- _REQUIRED WORK_
[1] Rewrite the news summary about Corinthian Colleges, starting with "Career College Central" and going on through "a proper transition.", with "limbo" changed to "uncertainty".
[2] State whether each statement agrees with the news summary about Corinthian Colleges. Answer yes or no, and quote the deciding words from the news summary. (a) Johnson is studying medical assisting at Heald College-Hayward. (b) Johnson would leave school with nearly $36,000 in debt. (c) Corinthian Colleges is based in Orange County.
[3] Continue the news summary about Corinthian Colleges from the point where it stops.

(PAGE EXCERPT Opens)

LA TIMES: Future uncertain for students caught up in Corinthian’s collapse

Career College Central Summary:

  • Tiffany Johnson wishes that she could put Heald College behind her and get a fresh start elsewhere.
  • But as one of tens of thousands of students caught up in the collapse of Corinthian Colleges Inc., her options are bleak: Continue pursuing what she believes will be a worthless credential, or drop out with nearly $26,000 in debt.
  • "I feel like I'm just stuck," said Johnson, 26, a medical assisting student at Heald College-Hayward in the East Bay. "I have no choice. I'm going to have to finish."
  • Orange County-based Corinthian Colleges is preparing to sell off the bulk of its schools amid federal and state investigations. Meanwhile, students at nearly 85 schools across the country have been in a months-long limbo as the for-profit college company and the U.S. Department of Education sought buyers who could ensure a proper transition.

(PAGE EXCERPT Closes)
(EXCERPTED DATA Opens)

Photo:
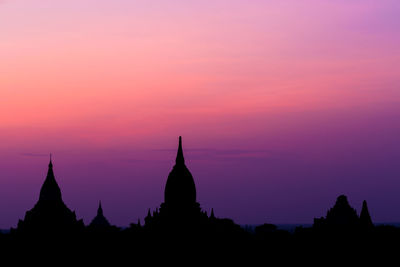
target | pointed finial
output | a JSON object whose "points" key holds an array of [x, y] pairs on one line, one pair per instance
{"points": [[148, 213], [50, 163], [179, 156], [100, 209]]}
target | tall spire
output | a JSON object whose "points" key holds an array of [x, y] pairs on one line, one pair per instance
{"points": [[365, 218], [50, 163], [179, 156], [100, 210], [50, 189]]}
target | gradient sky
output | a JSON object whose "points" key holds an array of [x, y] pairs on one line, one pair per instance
{"points": [[282, 105]]}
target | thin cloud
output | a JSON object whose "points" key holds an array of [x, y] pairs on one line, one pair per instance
{"points": [[34, 154]]}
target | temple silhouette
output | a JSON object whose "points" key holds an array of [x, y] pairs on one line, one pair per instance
{"points": [[50, 214], [180, 208], [100, 221], [179, 224], [343, 217]]}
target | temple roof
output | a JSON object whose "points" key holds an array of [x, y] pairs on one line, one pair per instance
{"points": [[100, 220], [50, 190], [180, 188]]}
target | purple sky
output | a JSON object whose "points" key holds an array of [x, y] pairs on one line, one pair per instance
{"points": [[282, 105]]}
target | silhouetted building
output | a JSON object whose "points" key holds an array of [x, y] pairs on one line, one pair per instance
{"points": [[50, 214], [99, 221], [341, 216], [180, 205], [365, 218]]}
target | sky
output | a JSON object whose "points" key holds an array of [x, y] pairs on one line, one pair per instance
{"points": [[282, 105]]}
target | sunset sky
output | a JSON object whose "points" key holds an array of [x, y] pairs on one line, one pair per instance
{"points": [[282, 105]]}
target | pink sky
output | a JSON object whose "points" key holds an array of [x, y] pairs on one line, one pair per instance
{"points": [[283, 105]]}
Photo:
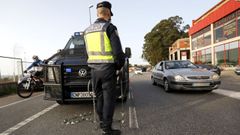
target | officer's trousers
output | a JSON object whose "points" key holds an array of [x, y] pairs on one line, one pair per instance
{"points": [[104, 84]]}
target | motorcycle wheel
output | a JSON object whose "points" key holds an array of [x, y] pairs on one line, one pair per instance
{"points": [[23, 91]]}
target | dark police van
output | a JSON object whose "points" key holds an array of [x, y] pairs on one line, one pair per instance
{"points": [[68, 77]]}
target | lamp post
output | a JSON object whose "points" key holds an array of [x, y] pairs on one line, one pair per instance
{"points": [[90, 13]]}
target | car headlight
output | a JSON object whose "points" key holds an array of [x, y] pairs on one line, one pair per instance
{"points": [[215, 77], [178, 78]]}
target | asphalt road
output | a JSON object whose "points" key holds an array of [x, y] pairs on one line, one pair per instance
{"points": [[148, 111]]}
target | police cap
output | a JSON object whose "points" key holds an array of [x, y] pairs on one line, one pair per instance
{"points": [[105, 4]]}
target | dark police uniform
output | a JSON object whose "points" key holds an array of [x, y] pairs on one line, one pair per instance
{"points": [[105, 57]]}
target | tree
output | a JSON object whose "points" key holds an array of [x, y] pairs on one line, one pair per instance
{"points": [[161, 37]]}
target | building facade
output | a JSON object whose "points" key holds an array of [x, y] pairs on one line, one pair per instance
{"points": [[215, 36], [180, 50]]}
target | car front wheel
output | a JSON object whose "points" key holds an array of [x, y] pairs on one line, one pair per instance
{"points": [[166, 86]]}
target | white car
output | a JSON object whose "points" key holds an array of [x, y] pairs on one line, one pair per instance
{"points": [[138, 71]]}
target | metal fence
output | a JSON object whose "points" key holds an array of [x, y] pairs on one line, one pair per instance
{"points": [[11, 68]]}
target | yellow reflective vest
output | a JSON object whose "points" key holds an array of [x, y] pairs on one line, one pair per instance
{"points": [[98, 45]]}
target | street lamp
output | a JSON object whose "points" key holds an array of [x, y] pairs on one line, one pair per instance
{"points": [[90, 13]]}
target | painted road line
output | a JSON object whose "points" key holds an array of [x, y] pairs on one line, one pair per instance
{"points": [[228, 93], [19, 125], [135, 117], [20, 101], [130, 117], [133, 122]]}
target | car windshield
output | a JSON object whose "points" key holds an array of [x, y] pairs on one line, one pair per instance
{"points": [[179, 64]]}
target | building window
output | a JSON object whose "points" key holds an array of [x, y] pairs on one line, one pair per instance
{"points": [[226, 28], [208, 56], [227, 54], [232, 54], [201, 38], [219, 55], [238, 30]]}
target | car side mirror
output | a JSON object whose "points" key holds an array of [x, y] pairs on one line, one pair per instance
{"points": [[128, 52]]}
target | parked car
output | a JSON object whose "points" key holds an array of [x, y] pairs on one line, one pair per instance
{"points": [[138, 71], [237, 70], [210, 67], [184, 75]]}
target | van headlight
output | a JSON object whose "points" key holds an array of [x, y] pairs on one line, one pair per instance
{"points": [[53, 71], [178, 78], [215, 77]]}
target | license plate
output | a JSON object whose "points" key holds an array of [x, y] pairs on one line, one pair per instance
{"points": [[200, 84], [81, 94]]}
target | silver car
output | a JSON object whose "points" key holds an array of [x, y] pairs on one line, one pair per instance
{"points": [[183, 75]]}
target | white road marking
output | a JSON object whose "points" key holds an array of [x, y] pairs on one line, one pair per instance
{"points": [[133, 122], [26, 121], [135, 117], [130, 117], [19, 101], [228, 93]]}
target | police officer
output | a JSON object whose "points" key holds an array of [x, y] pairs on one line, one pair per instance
{"points": [[105, 57]]}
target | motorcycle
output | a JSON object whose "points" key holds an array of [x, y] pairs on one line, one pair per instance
{"points": [[28, 83]]}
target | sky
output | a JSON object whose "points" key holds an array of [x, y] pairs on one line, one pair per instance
{"points": [[41, 27]]}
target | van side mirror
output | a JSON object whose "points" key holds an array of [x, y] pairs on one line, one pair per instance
{"points": [[128, 52], [59, 50]]}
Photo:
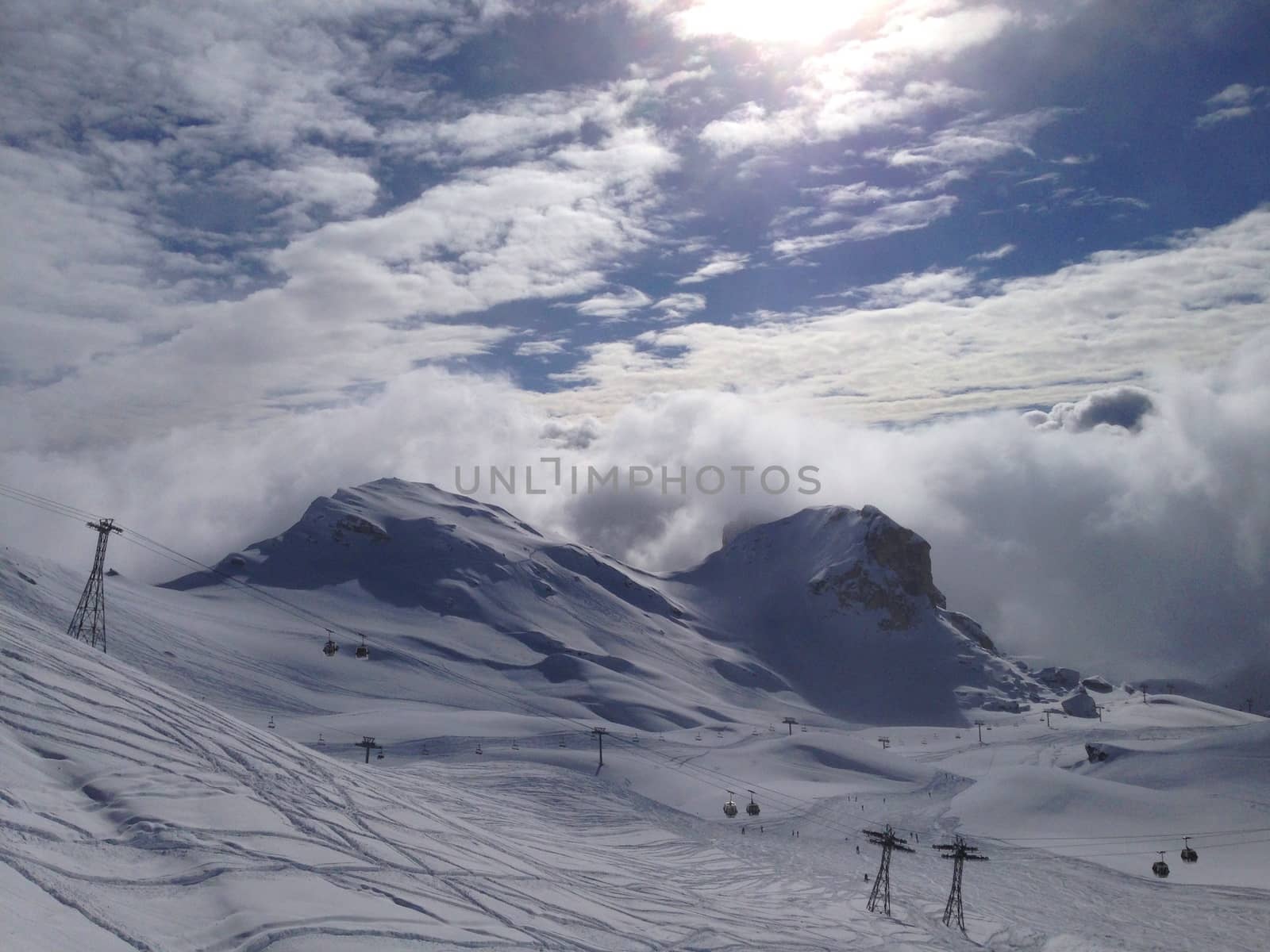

(EXCERPTED DATA Closes)

- _ANSWERS IN ORDER_
[1]
Career College Central Summary:

  • Tiffany Johnson wishes that she could put Heald College behind her and get a fresh start elsewhere.
  • But as one of tens of thousands of students caught up in the collapse of Corinthian Colleges Inc., her options are bleak: Continue pursuing what she believes will be a worthless credential, or drop out with nearly $26,000 in debt.
  • "I feel like I'm just stuck," said Johnson, 26, a medical assisting student at Heald College-Hayward in the East Bay. "I have no choice. I'm going to have to finish."
  • Orange County-based Corinthian Colleges is preparing to sell off the bulk of its schools amid federal and state investigations. Meanwhile, students at nearly 85 schools across the country have been in a months-long uncertainty as the for-profit college company and the U.S. Department of Education sought buyers who could ensure a proper transition.

[2]
(a) Yes: "a medical assisting student at Heald College-Hayward in the East Bay"
(b) No: "drop out with nearly $26,000 in debt"
(c) Yes: "Orange County-based Corinthian Colleges"

[3]
  • Corinthian and the Education Department announced a deal last week that would allow a nonprofit student loan servicer to purchase 56 of the company's schools for $24 million. Corinthian is still looking to sell nearly three dozen other schools, most of which are in California.
  • Many students say they would prefer to start over and have their loans forgiven. Advocacy groups question why the Education Department hasn't given students such an option.
  • "In this entire process, students have had very, very little to say about what happens to them," said Robyn Smith, a former deputy attorney general in California who now works with the National Consumer Law Center. "I'm sure there are quite a few students who want to finish and continue, but quite a few other students don't want to continue at a company that is offering a questionable education."